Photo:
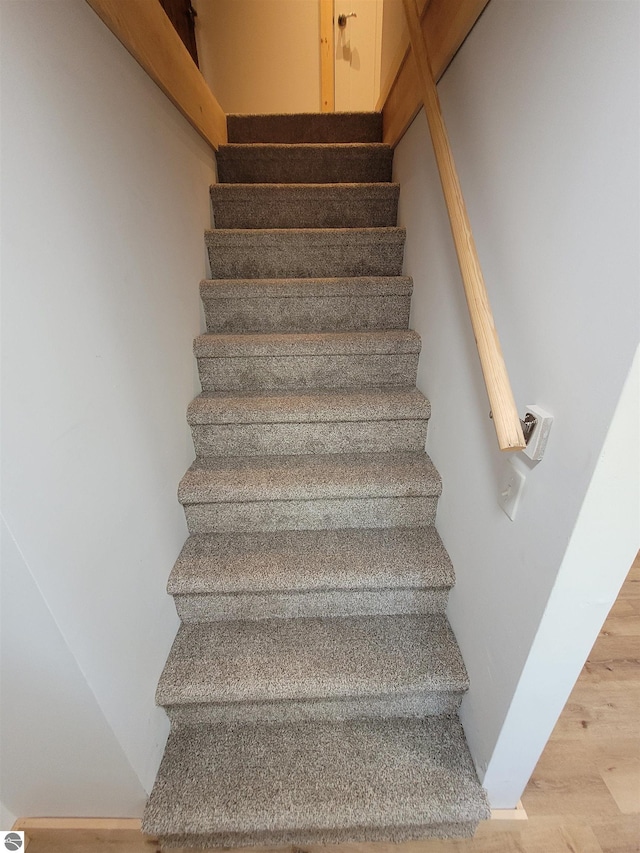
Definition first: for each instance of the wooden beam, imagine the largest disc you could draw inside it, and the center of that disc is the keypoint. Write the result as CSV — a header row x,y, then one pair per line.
x,y
327,66
149,36
505,414
445,25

TASK DIRECTIONS = Return the material above as it appears, line for line, leaving out the pictures.

ANSWER IN FULL =
Photo:
Definition first: for each instance of the wooden beam, imagine the largest disc you could draw inside it, and the center of that disc is the keypoint. Write the result as CSV — a header row x,y, then one pair per line.
x,y
327,66
149,36
505,414
445,25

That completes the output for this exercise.